Excerpts from a dataset
----

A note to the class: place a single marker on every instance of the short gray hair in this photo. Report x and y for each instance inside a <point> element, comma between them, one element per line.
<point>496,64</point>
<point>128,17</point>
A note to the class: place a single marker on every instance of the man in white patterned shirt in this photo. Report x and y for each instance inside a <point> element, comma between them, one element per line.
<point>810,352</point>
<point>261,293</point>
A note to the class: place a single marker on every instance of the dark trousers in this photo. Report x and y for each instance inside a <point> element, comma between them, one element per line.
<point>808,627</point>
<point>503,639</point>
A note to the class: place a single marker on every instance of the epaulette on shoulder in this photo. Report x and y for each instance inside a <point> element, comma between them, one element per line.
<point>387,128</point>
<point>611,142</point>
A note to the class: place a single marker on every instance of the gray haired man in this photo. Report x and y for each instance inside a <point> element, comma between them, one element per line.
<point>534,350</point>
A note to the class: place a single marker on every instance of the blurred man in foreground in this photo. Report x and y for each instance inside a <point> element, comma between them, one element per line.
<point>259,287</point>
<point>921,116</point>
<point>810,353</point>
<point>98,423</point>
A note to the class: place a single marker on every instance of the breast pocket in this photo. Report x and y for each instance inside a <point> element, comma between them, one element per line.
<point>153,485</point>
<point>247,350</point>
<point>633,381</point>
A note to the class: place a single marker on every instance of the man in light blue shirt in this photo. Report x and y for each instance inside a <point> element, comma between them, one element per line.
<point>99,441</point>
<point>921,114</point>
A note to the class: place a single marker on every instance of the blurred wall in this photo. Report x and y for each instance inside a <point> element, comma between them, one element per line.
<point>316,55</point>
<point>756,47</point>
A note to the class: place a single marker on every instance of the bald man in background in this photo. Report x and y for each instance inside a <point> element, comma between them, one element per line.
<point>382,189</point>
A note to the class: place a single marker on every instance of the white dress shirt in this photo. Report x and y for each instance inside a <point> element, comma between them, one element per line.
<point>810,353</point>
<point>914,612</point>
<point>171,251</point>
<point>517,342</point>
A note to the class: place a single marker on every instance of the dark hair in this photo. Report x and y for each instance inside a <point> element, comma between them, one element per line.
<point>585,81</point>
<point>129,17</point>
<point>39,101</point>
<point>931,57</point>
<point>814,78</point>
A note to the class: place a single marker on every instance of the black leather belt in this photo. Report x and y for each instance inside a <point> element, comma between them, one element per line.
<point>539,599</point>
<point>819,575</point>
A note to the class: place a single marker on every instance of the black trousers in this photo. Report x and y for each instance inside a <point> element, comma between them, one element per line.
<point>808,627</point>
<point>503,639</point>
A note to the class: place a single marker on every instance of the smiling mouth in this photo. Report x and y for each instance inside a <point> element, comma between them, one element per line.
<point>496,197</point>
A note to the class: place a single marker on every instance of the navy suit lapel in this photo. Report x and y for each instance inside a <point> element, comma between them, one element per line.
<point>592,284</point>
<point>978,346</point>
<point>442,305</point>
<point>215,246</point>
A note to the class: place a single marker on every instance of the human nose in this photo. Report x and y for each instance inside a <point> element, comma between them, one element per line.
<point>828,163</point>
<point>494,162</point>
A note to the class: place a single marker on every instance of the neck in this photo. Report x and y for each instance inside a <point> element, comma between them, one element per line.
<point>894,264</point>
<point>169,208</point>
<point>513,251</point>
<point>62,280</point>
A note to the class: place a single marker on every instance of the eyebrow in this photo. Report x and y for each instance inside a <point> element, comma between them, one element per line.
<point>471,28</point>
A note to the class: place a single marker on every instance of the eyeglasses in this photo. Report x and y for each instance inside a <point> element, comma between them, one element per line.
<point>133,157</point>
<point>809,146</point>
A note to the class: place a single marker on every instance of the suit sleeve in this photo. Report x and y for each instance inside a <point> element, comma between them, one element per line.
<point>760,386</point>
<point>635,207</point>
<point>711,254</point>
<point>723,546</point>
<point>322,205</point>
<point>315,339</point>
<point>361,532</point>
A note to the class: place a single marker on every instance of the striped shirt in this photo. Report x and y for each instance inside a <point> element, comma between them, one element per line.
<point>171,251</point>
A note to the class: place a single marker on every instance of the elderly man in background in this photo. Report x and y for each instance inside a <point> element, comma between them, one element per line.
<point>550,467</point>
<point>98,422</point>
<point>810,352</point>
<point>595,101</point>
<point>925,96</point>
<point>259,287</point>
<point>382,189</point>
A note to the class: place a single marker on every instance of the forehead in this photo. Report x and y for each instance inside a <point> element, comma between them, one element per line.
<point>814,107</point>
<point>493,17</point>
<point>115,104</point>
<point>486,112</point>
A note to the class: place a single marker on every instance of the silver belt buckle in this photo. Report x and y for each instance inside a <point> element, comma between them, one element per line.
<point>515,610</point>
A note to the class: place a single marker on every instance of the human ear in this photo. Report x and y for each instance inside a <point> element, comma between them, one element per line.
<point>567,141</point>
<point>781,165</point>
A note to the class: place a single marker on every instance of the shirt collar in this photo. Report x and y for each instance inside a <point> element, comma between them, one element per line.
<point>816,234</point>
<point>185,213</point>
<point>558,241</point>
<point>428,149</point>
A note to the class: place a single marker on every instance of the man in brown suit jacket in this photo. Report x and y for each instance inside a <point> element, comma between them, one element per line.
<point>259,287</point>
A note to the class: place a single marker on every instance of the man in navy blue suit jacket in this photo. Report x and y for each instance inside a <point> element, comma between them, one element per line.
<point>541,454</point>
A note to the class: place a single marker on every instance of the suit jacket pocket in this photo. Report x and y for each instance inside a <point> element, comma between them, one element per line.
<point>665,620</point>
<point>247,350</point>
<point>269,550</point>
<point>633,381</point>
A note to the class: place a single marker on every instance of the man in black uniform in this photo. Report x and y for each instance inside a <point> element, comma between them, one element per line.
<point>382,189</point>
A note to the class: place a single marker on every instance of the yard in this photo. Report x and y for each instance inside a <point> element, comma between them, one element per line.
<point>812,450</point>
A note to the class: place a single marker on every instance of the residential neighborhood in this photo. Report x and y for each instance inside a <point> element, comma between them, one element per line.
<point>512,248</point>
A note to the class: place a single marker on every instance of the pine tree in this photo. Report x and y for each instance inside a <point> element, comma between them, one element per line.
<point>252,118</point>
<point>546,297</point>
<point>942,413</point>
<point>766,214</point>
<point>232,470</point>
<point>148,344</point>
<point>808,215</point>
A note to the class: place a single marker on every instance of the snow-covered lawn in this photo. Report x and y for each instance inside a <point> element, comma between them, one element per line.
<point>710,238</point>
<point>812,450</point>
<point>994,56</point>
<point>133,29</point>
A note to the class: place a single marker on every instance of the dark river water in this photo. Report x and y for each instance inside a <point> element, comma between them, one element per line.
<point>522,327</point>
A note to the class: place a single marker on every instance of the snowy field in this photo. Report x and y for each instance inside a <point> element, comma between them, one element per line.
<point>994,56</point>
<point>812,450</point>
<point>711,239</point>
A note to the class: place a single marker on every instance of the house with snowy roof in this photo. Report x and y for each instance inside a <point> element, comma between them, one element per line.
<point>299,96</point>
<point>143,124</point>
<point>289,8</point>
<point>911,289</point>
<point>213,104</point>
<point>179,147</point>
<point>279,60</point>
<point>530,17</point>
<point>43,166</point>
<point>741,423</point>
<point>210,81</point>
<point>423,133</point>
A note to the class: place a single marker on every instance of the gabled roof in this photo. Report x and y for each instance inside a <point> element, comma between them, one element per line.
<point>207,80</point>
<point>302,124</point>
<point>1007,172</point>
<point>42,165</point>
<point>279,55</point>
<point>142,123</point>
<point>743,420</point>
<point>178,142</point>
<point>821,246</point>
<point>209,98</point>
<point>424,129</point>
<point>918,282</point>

----

§ **BRIEF**
Every line of the data should be copied exactly.

§ **SOLUTION TO THIS PROBLEM**
A note to the class: place a single marker on every instance of the short gray hair in this photo. Report x and y for each instance inside a <point> element, comma between them, one element per line.
<point>496,64</point>
<point>128,17</point>
A note to the class: place a single marker on every instance of the man in white patterned shirt in this photo. Report x and y for each instance inside a <point> element, comma between them, one element per line.
<point>810,352</point>
<point>261,293</point>
A note to the class: place a single marker on every instance of the dark trousers in this photo. Report x and y for each instance inside a <point> element, comma between them, one element per line.
<point>808,627</point>
<point>503,639</point>
A note to the class: place a single marker on every instance of the epaulette on shoulder in this photo. Report x and y for each instance inside a <point> element, comma between them, one element per line.
<point>387,128</point>
<point>611,142</point>
A note to the class: place a single marker on every instance of the gray haired man in this photo. Report x and y for each instance inside a <point> element, comma between them, one element per line.
<point>534,350</point>
A note to the class: place a single marker on every instance of the blurred man in foreground in this photo. Report x and y for each instance inside a <point> element, comma between them, one element per line.
<point>259,287</point>
<point>921,116</point>
<point>810,353</point>
<point>98,423</point>
A note to the class: place a single marker on every instance of the breast pocket in this photo. Report x and y for each instance inside a <point> element, comma between them, one element per line.
<point>153,485</point>
<point>247,350</point>
<point>633,381</point>
A note to the class: place a single marker on every instance of the man in light blue shirt in this photo. Report x and y for each instance inside a <point> element, comma between them, one element per line.
<point>99,441</point>
<point>921,114</point>
A note to the class: place a single marker on every instance of the blurred wall in this photo. Report x and y for each instance inside a <point> element, comma between them, one element per line.
<point>316,55</point>
<point>756,47</point>
A note to the class: place a single marker on every instance of the bald man in background in this photo. Report x and y for each instance inside a <point> element, comma between them, one element per line.
<point>382,189</point>
A note to the class: place a single marker on every instance of the white dress shirt in this photo. Report x and y for each instance inside a <point> element, comma between them, one element per line.
<point>810,353</point>
<point>914,612</point>
<point>171,251</point>
<point>517,342</point>
A note to the class: place a single marker on every instance of the dark hair in this photo. Report x and y for each instance inside a <point> element, comma between them, one element per line.
<point>585,81</point>
<point>129,17</point>
<point>39,101</point>
<point>931,57</point>
<point>814,78</point>
A note to the class: place a single marker on every instance of the black leather belt in this photo. Report x and y for each instance inside a <point> element, comma between them, one element per line.
<point>539,599</point>
<point>819,575</point>
A note to the class: place a single marker on every instance of the black trousers in this photo. Report x and y for each instance inside a <point> element, comma between them, one element per line.
<point>808,627</point>
<point>503,639</point>
A note to the class: place a single marker on every instance of the smiling mouth in this photo. Report x and y for each instance inside a <point> element, comma between them, one element per line.
<point>496,197</point>
A note to the class: place a single marker on every instance of the navy suit lapel in this photo. Report x and y for each instance inside a <point> element, comma between them, one element per line.
<point>592,284</point>
<point>978,346</point>
<point>442,305</point>
<point>215,246</point>
A note to the class: place a single marker on every instance of the human nose in this photo. Report x and y for each instance inside a <point> element, comma between them, one element per line.
<point>828,163</point>
<point>494,162</point>
A note to the class: place a single marker on every instance of the neck in this photo. Report x and y for each instance inside a <point> element, comma between them, one element per line.
<point>894,264</point>
<point>169,208</point>
<point>513,251</point>
<point>62,280</point>
A note to the class: place a single marker on every instance of the eyebrow in this photo. Report x and y for each instance inside a <point> element, comma between them, one element per line.
<point>471,28</point>
A note to the class: place a single marker on every instance of the eyeglasses in this photo. Report x and y for each instance inside a <point> element, comma between them, one element per line.
<point>133,157</point>
<point>809,146</point>
A note to the class: place a single marker on every instance of the suit sleeve in this photo. Report x and y for each instance inside a <point> element, comma between them, one element per line.
<point>760,386</point>
<point>635,207</point>
<point>711,254</point>
<point>723,546</point>
<point>322,205</point>
<point>315,339</point>
<point>361,532</point>
A note to the class: place a single marker on every instance of the striped shirt in this photo. Report x and y for each instance inside a <point> element, comma between them, one element per line.
<point>171,251</point>
A note to the class: place a single marker on every instance of the elderly man in background in this photo. Report x and y for each instance inside a <point> element, comma between them, one element per line.
<point>550,467</point>
<point>98,422</point>
<point>810,352</point>
<point>595,101</point>
<point>925,96</point>
<point>259,287</point>
<point>382,189</point>
A note to the class: place a single marker on every instance of the forehead in this photo. Report x and y for each instance inside a <point> element, comma between them, one element per line.
<point>814,107</point>
<point>493,17</point>
<point>115,104</point>
<point>486,112</point>
A note to the class: place a single marker on every instance of the silver belt buckle in this photo. Report x and y for each instance inside a <point> element, comma between them, one element per line.
<point>515,610</point>
A note to the class: place a single marker on every instance of the human ear in this photo. Report x and y for each instance inside a <point> element, comma between them, one element per line.
<point>567,141</point>
<point>781,165</point>
A note to the class: place a single marker on every instance of the shirt collar in this photo. Report x and y for each instance inside a <point> element, comma between them, one element per line.
<point>816,234</point>
<point>185,213</point>
<point>558,241</point>
<point>428,149</point>
A note to the class: place a single marker on every instance of the man in brown suit jacket in this photo. Report x and y for each instance inside a <point> element, comma between them, one element per line.
<point>259,287</point>
A note to the class: place a single marker on every instance of the man in navy blue suit jacket in this photo. Report x and y for each instance inside a <point> element, comma between them, one element per line.
<point>541,454</point>
A note to the class: place a single marker on every instance of the suit jacket pocket in this photo. Report x and y for each instance inside a <point> element, comma between them, one element per line.
<point>665,620</point>
<point>247,350</point>
<point>269,550</point>
<point>633,381</point>
A note to the class: place a single marker on every instance of the man in black uniform in this photo. Report x and y for each instance inside a <point> element, comma between them, one element per line.
<point>382,189</point>
A note to the class: place a single marker on every instance of the yard in this photo. Report x and y for each instance inside a <point> element, comma between them, one element per line.
<point>812,450</point>
A note to the class: place a single marker on every instance of the residential neighborhood in this photo. Report x and y for each instance inside a <point> element, comma between them, one element per line.
<point>512,248</point>
A note to the class: place a single marker on every instance of the pine tree in this photo. Report x and y for each instance inside a <point> element, comma between them, one element per line.
<point>252,118</point>
<point>546,297</point>
<point>942,413</point>
<point>766,214</point>
<point>232,470</point>
<point>148,344</point>
<point>808,215</point>
A note to the class: place a single marker on every instance of the snow-covered lawn in this photo. Report x and y for each instance inside a <point> element, comma between them, one element per line.
<point>710,238</point>
<point>812,450</point>
<point>994,56</point>
<point>133,29</point>
A note to the class: place a single marker on every instance of the dark river water in this photo. Report x and y for each instance inside a <point> element, comma between them, one element per line.
<point>522,327</point>
A note to the class: place a single marker on every instance of the snowy field in this photo. Report x and y for each instance inside a <point> element, comma between them, one element per line.
<point>994,56</point>
<point>812,450</point>
<point>711,239</point>
A note to the class: place a single marker on every instance of the house with snowy roof in this photo. Report x and y for each instance inside a <point> element, comma between them, one element per line.
<point>299,96</point>
<point>143,124</point>
<point>289,8</point>
<point>911,289</point>
<point>213,104</point>
<point>179,147</point>
<point>279,60</point>
<point>530,17</point>
<point>43,166</point>
<point>741,423</point>
<point>210,81</point>
<point>423,133</point>
A note to the class: place a single marker on every instance of the gabled roof in this photo. Report x and y for each instance inside a <point> element, comma between them, one element per line.
<point>207,80</point>
<point>302,124</point>
<point>1007,172</point>
<point>42,165</point>
<point>279,55</point>
<point>142,123</point>
<point>743,420</point>
<point>178,142</point>
<point>821,246</point>
<point>209,98</point>
<point>424,129</point>
<point>918,282</point>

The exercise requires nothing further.